■ GIVEN DATA
--------------------------------------------------

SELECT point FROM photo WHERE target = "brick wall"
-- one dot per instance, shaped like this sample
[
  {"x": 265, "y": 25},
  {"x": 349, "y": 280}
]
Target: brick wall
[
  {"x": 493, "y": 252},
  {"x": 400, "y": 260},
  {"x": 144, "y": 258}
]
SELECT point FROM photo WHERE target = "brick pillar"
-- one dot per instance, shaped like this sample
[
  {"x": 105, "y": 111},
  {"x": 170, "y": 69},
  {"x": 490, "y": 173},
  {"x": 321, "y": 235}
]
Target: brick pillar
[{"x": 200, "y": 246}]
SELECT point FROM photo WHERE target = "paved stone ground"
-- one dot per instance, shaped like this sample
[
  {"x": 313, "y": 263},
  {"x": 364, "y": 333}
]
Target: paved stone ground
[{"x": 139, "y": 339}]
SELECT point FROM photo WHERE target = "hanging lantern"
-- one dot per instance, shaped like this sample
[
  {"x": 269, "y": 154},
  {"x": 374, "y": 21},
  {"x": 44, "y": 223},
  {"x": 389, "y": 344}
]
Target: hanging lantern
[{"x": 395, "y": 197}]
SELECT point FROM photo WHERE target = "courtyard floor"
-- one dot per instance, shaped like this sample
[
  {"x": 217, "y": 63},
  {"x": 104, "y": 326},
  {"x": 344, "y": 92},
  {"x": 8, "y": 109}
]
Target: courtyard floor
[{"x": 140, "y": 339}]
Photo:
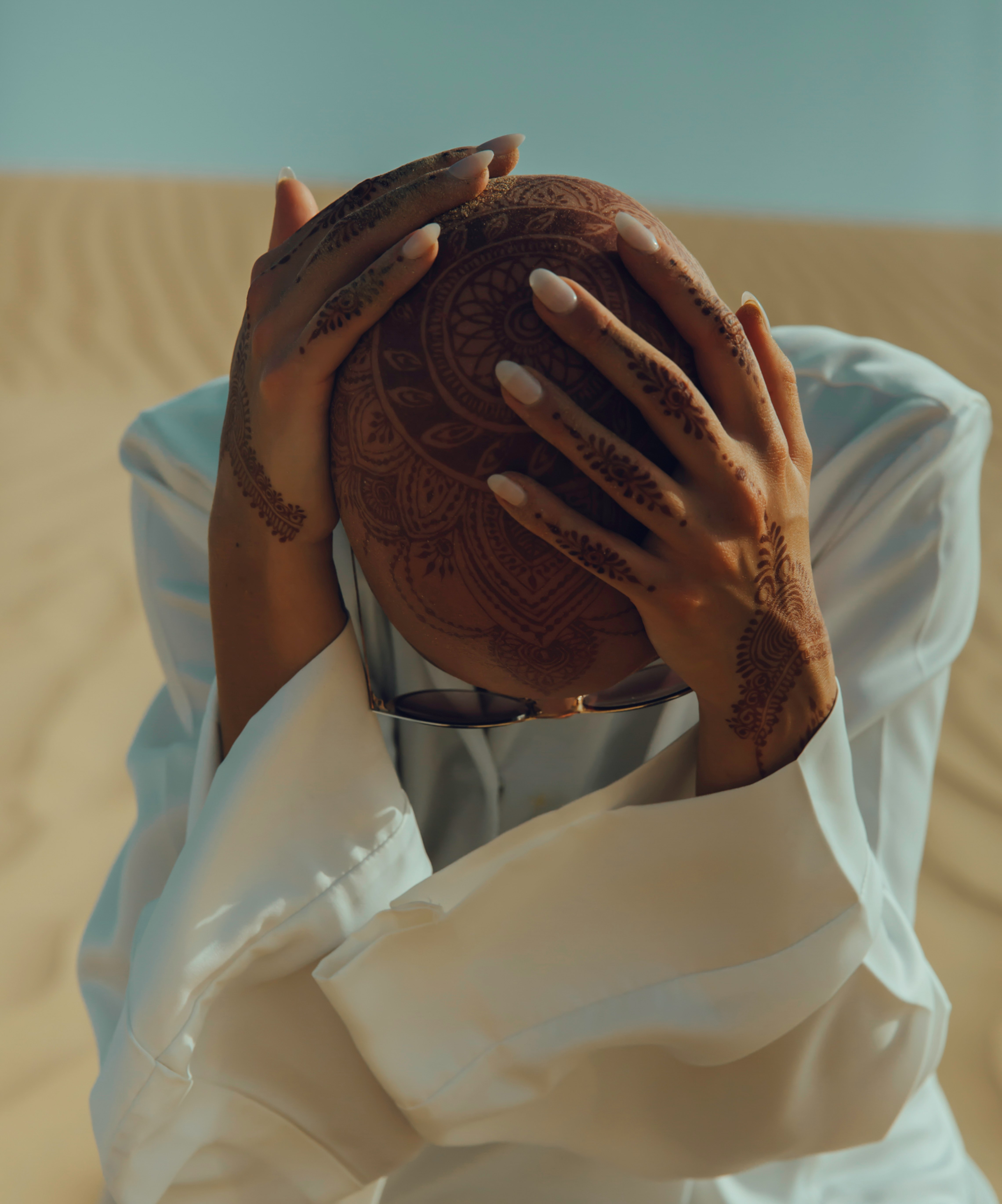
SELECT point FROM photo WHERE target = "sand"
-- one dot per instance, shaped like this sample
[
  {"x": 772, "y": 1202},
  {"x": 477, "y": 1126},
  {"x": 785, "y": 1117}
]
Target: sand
[{"x": 117, "y": 294}]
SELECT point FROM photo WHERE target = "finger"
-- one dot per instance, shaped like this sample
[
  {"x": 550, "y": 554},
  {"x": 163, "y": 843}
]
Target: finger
[
  {"x": 670, "y": 403},
  {"x": 727, "y": 362},
  {"x": 609, "y": 557},
  {"x": 365, "y": 234},
  {"x": 505, "y": 158},
  {"x": 780, "y": 377},
  {"x": 633, "y": 481},
  {"x": 345, "y": 317},
  {"x": 294, "y": 206}
]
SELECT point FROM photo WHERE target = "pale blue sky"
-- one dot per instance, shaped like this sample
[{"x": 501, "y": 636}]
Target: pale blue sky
[{"x": 859, "y": 109}]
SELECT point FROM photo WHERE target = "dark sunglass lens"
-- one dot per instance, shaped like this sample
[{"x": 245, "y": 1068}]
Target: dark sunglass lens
[
  {"x": 657, "y": 683},
  {"x": 463, "y": 708}
]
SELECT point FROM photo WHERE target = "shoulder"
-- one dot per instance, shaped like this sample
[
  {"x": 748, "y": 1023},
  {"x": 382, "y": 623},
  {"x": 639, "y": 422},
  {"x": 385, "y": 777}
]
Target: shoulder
[
  {"x": 176, "y": 445},
  {"x": 858, "y": 389}
]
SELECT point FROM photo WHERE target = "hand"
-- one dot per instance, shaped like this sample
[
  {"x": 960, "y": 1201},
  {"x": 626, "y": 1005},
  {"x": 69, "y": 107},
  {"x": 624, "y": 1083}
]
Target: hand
[
  {"x": 723, "y": 581},
  {"x": 327, "y": 279}
]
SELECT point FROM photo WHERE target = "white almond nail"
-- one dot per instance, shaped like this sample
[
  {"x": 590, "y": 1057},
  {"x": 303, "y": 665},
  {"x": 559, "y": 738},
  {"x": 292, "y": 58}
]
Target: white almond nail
[
  {"x": 635, "y": 234},
  {"x": 556, "y": 294},
  {"x": 506, "y": 489},
  {"x": 503, "y": 145},
  {"x": 519, "y": 383},
  {"x": 473, "y": 165},
  {"x": 421, "y": 241},
  {"x": 751, "y": 297}
]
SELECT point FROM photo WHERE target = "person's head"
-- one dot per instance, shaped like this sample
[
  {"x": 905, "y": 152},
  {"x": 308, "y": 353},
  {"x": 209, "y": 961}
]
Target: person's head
[{"x": 418, "y": 425}]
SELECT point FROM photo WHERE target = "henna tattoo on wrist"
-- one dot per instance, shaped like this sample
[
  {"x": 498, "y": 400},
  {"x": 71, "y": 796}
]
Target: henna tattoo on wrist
[
  {"x": 282, "y": 518},
  {"x": 784, "y": 635},
  {"x": 603, "y": 457}
]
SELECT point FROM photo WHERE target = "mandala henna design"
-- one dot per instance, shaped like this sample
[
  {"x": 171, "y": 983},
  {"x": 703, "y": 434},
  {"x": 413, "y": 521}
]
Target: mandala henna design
[
  {"x": 282, "y": 518},
  {"x": 545, "y": 668},
  {"x": 673, "y": 397},
  {"x": 782, "y": 639},
  {"x": 418, "y": 424}
]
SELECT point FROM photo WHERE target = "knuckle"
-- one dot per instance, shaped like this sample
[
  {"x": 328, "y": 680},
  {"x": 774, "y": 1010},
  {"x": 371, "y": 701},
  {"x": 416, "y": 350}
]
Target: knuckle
[
  {"x": 274, "y": 383},
  {"x": 601, "y": 329},
  {"x": 263, "y": 336}
]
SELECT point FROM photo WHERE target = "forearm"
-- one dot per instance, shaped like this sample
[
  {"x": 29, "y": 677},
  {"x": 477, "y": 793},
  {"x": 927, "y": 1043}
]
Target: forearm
[{"x": 275, "y": 606}]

--------------------------------------------------

■ ACTION ITEM
Output nothing but an exact retyping of the material, pictures excluded.

■ TASK OUTPUT
SELECT point FROM photo WHERE target = "brick wall"
-- one dot per instance, shaped like this sample
[
  {"x": 265, "y": 25},
  {"x": 349, "y": 280}
]
Target: brick wall
[
  {"x": 493, "y": 252},
  {"x": 400, "y": 260},
  {"x": 144, "y": 258}
]
SELECT point FROM photo WHERE target = "brick pillar"
-- one dot per instance, shaped like this sample
[
  {"x": 105, "y": 111},
  {"x": 170, "y": 69},
  {"x": 490, "y": 173},
  {"x": 321, "y": 235}
]
Target: brick pillar
[{"x": 200, "y": 246}]
SELECT point FROM photo WHERE target = "paved stone ground"
-- one dot per instance, shaped like this sample
[
  {"x": 313, "y": 263},
  {"x": 364, "y": 333}
]
Target: paved stone ground
[{"x": 139, "y": 339}]
SELECT point FROM photo WHERE target = "hanging lantern"
-- one dot per instance, shaped like this sample
[
  {"x": 269, "y": 154},
  {"x": 374, "y": 21},
  {"x": 44, "y": 223},
  {"x": 389, "y": 344}
]
Target: hanging lantern
[{"x": 395, "y": 197}]
SELECT point FROM photo WHERE target = "courtyard floor"
-- one dot per instance, shaped like this sample
[
  {"x": 217, "y": 63},
  {"x": 104, "y": 326},
  {"x": 344, "y": 92},
  {"x": 8, "y": 109}
]
Target: courtyard floor
[{"x": 140, "y": 339}]
Photo:
SELECT point FROM photo WHERE target = "sand"
-- one dot per instance, shaped like this sample
[
  {"x": 772, "y": 1202},
  {"x": 477, "y": 1126},
  {"x": 785, "y": 1117}
]
Target: sand
[{"x": 117, "y": 294}]
SELECT point FROM photo WHERE target = "finger"
-- one dot per instance, shaped like this sample
[
  {"x": 550, "y": 554},
  {"x": 163, "y": 843}
]
Target: finger
[
  {"x": 670, "y": 403},
  {"x": 727, "y": 362},
  {"x": 609, "y": 557},
  {"x": 365, "y": 234},
  {"x": 505, "y": 158},
  {"x": 780, "y": 377},
  {"x": 633, "y": 481},
  {"x": 345, "y": 317},
  {"x": 294, "y": 206}
]
SELECT point FROM photo WHERE target = "pale blue sky"
-- one dot per instance, shaped like this sample
[{"x": 501, "y": 636}]
Target: pale blue sky
[{"x": 859, "y": 109}]
SELECT point FROM photo WHERE target = "dark sunglass lens"
-- one dot per instance, shaped like this sample
[{"x": 245, "y": 1068}]
Target: dark sunglass lens
[
  {"x": 657, "y": 683},
  {"x": 463, "y": 708}
]
SELECT point FROM photo WHERE target = "shoulder"
-- one dot per instance, shaped like this sample
[
  {"x": 748, "y": 1023},
  {"x": 382, "y": 623},
  {"x": 639, "y": 422},
  {"x": 385, "y": 777}
]
Target: shoulder
[
  {"x": 176, "y": 445},
  {"x": 858, "y": 389}
]
SELECT point FROM photo WHERE target = "hand"
-- one dot per instance, shaped like this sample
[
  {"x": 960, "y": 1201},
  {"x": 626, "y": 1005},
  {"x": 69, "y": 107},
  {"x": 624, "y": 1083}
]
Target: hand
[
  {"x": 723, "y": 581},
  {"x": 327, "y": 279}
]
SELECT point FROM photo WHERE target = "white almond nail"
-- one dot per instance, shaped like this sample
[
  {"x": 590, "y": 1057},
  {"x": 303, "y": 665},
  {"x": 559, "y": 738},
  {"x": 292, "y": 58}
]
Target: white almond nail
[
  {"x": 635, "y": 234},
  {"x": 556, "y": 294},
  {"x": 506, "y": 489},
  {"x": 503, "y": 145},
  {"x": 519, "y": 383},
  {"x": 473, "y": 165},
  {"x": 421, "y": 241},
  {"x": 751, "y": 297}
]
SELECT point FROM photo WHERE target = "person's head"
-- one dot per instance, shaped like this sample
[
  {"x": 905, "y": 152},
  {"x": 308, "y": 353},
  {"x": 209, "y": 961}
]
Target: person's head
[{"x": 418, "y": 425}]
SELECT point FROM photo WHERE target = "henna tattoo on wrist"
-- one dot per instance, shaped like this sample
[
  {"x": 498, "y": 400},
  {"x": 71, "y": 796}
]
Target: henna tattoo on wrist
[
  {"x": 282, "y": 518},
  {"x": 784, "y": 635},
  {"x": 603, "y": 457}
]
SELECT point FROM photo WHERE target = "mandala henna design"
-- one dot per instance, shaped like this sample
[
  {"x": 171, "y": 983},
  {"x": 703, "y": 434},
  {"x": 413, "y": 521}
]
Target: mandala henna design
[
  {"x": 282, "y": 518},
  {"x": 545, "y": 668},
  {"x": 673, "y": 397},
  {"x": 782, "y": 639},
  {"x": 418, "y": 424}
]
SELECT point FROM photo WHERE target = "knuckle"
-- one dot per instance, shaped like this sample
[
  {"x": 328, "y": 680},
  {"x": 774, "y": 1010},
  {"x": 371, "y": 701},
  {"x": 416, "y": 350}
]
Target: knuckle
[
  {"x": 274, "y": 383},
  {"x": 601, "y": 329},
  {"x": 263, "y": 336}
]
SELECT point FROM photo WHERE target = "forearm"
-- one dot per instance, shaped like this sample
[
  {"x": 29, "y": 677},
  {"x": 477, "y": 793},
  {"x": 927, "y": 1043}
]
Target: forearm
[{"x": 275, "y": 606}]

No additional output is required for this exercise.